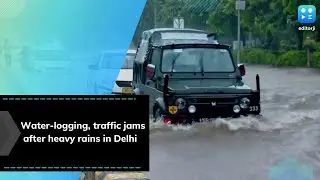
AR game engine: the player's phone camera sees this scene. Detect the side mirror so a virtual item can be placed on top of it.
[146,64,156,78]
[238,64,246,76]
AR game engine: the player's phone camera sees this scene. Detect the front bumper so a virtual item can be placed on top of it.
[163,92,261,121]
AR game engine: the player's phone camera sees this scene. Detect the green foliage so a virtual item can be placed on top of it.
[312,52,320,69]
[238,48,320,68]
[278,50,307,67]
[240,48,277,65]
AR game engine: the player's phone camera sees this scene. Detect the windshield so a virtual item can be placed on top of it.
[161,48,235,73]
[121,54,135,69]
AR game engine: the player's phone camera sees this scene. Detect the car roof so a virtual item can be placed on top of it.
[144,28,207,34]
[101,49,137,54]
[127,49,137,54]
[153,39,219,47]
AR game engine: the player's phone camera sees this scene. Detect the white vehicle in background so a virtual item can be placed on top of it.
[21,48,72,73]
[112,49,137,94]
[88,50,133,95]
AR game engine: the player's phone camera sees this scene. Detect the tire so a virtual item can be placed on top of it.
[153,107,162,122]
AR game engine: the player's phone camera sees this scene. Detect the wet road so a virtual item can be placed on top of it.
[150,66,320,180]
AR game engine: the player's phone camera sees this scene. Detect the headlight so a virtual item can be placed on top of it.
[188,105,197,114]
[233,105,241,113]
[175,98,187,109]
[240,98,250,109]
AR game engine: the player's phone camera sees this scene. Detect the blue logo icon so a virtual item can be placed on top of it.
[298,5,317,24]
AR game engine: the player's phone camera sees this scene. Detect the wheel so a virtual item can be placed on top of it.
[153,108,162,122]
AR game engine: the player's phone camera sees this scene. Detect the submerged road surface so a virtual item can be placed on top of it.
[150,66,320,180]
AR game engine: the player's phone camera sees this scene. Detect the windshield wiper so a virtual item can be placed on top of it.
[170,55,179,76]
[200,53,204,76]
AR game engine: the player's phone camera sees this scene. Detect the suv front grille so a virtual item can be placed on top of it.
[188,97,238,105]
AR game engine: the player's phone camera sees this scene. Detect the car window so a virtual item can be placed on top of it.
[161,48,235,72]
[121,54,135,69]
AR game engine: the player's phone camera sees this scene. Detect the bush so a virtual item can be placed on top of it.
[234,47,320,69]
[236,49,277,64]
[312,51,320,69]
[278,51,307,67]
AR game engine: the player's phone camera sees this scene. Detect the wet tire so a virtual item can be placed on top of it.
[153,108,162,122]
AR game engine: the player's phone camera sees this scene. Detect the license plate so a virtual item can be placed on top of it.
[122,88,132,94]
[199,118,216,122]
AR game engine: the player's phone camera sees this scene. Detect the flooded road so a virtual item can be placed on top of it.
[150,66,320,180]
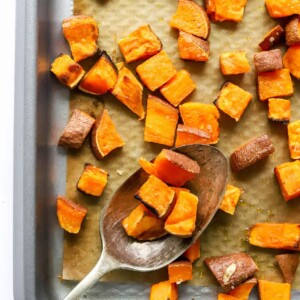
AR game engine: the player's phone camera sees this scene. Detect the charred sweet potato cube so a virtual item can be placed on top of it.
[258,280,291,300]
[168,260,193,284]
[283,45,300,79]
[219,184,242,215]
[56,196,87,233]
[169,0,210,39]
[274,160,300,201]
[122,203,166,241]
[134,175,175,218]
[230,134,275,171]
[144,95,178,146]
[91,109,125,160]
[77,164,108,197]
[51,54,85,89]
[159,70,196,107]
[220,50,250,75]
[178,31,210,61]
[248,223,300,251]
[111,67,145,120]
[288,120,300,159]
[204,252,258,290]
[179,102,220,144]
[259,25,284,51]
[254,49,283,73]
[136,50,176,91]
[62,15,99,62]
[257,69,294,101]
[268,98,291,124]
[214,82,252,122]
[165,191,198,238]
[276,253,299,284]
[149,281,178,300]
[58,109,95,149]
[118,24,162,63]
[265,0,300,18]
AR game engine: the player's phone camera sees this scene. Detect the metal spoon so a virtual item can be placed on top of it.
[64,144,228,300]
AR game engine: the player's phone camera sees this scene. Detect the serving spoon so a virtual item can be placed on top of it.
[64,144,228,300]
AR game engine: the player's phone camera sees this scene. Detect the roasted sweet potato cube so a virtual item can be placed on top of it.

------------

▶ Instructions for the task
Copy out every item above word for word, leaving out the pictures.

▶ Expected answer
AR game engine: the player's phone camera sees this scene. Detect the side mirror so a virtual item can be placed on top of it.
[146,64,156,78]
[238,64,246,76]
AR game engine: the player's phone camera sees this scene. Detect the front bumper so a virtual item can be placed on top of it.
[163,92,261,121]
AR game engine: the player's phone camera sees this scene. Detect the green foliage so a virtual item can be placed on top of it.
[312,52,320,69]
[238,48,320,68]
[278,50,307,67]
[240,48,277,65]
AR game engine: the player's phone camera sees this scene. Detect the windshield so a virtual item can be placed on top of it.
[161,48,235,73]
[121,54,135,69]
AR game engine: the player's phone camera sees this scene. Detect the car roof so a virtual item can be placed on top of it.
[144,28,207,34]
[101,49,137,54]
[127,49,137,54]
[153,39,219,47]
AR game engine: the player's phone camera sees this scene. Detect the white vehicle in background so a virtual item can be placed on top of it.
[21,48,72,73]
[112,49,137,94]
[88,50,133,95]
AR game engine: the player's phone camera sees this scene. Detect the tire so a virtual item can be placed on top of it.
[153,107,162,122]
AR game engine: the player's phone camera sees this scene. Detect the wet road so a virtual item can be placed on top of it.
[150,66,320,180]
AR game engine: the player's phone camera sees this scene. Detect the headlight so a virtual item can be placed on top of it.
[188,105,197,114]
[233,105,241,113]
[175,98,187,109]
[240,98,250,109]
AR game engine: the player's phone camera sees this scene. Detect the blue logo icon so a virtual item can be placed on top of it.
[298,5,317,24]
AR game engine: the player's phone camera sees this scene. Detect the wheel so a virtual item can be placed on top of it.
[153,108,162,122]
AR game engine: the player's phone camera sees this scene. Detect the submerged road surface so a virtual item can be placed on top of it.
[150,66,320,180]
AR game engine: the player's phone camera sees this scene. Detect the windshield wiper so a virtual item can be placed on top of it.
[170,55,179,76]
[200,53,204,76]
AR game engine: the player's phone camera sees this scene. Detect the suv front grille so a virtual item can be placed on top of it.
[188,97,238,105]
AR game engine: the player's phone camera sees this scene. Detect the car window so a virtual item can be placed on top of it.
[161,48,235,72]
[121,54,135,69]
AR game engine: the player's phone camera sees this scene. Detect the bush so a virtual item can be placed on top of it.
[234,47,320,69]
[236,49,277,64]
[312,51,320,69]
[278,51,307,67]
AR game engine: the player's phone camera sees this scene. Detect the wet tire so a virtual item can be placed on top of it.
[153,108,162,122]
AR game engine: the player's phone camera sees this scene. Detect the license plate so a virtual item can be placed on top of it.
[122,88,132,94]
[199,118,216,122]
AR game engine: the player's phone camera sees this scene. Detect the flooded road so a virtual item can be placed on top of it.
[150,66,320,180]
AR game engine: the player's phone camera sees this scene. Detect the charred sweet potato cube so a virtual item can be placed on top of it.
[258,280,291,300]
[168,260,193,284]
[283,45,300,79]
[219,184,242,215]
[56,196,87,233]
[169,0,210,39]
[274,160,300,201]
[122,203,166,241]
[134,175,175,218]
[230,134,275,171]
[144,95,178,146]
[91,109,125,160]
[77,164,108,197]
[51,54,85,89]
[159,70,196,107]
[220,50,250,75]
[178,31,210,61]
[248,223,300,251]
[111,67,145,120]
[288,120,300,159]
[204,252,258,290]
[179,102,220,144]
[259,25,284,51]
[254,49,283,73]
[136,50,176,91]
[62,15,99,62]
[257,69,294,101]
[268,98,291,124]
[214,82,252,122]
[165,191,198,238]
[276,253,299,284]
[149,281,178,300]
[58,109,95,149]
[118,24,162,63]
[265,0,300,18]
AR game engine: the player's phone camera sees this scene. Detect the metal spoon so a virtual item can be placed on top of it.
[64,144,228,300]
AR game engine: the player's phone camera sees this scene. Detect the serving spoon so a virtual item can be placed on top of it.
[64,144,228,300]
AR game engine: the player's phone camera sees this scene. Detect the roasted sweet potato cube so a virtual item can be placed on top of it.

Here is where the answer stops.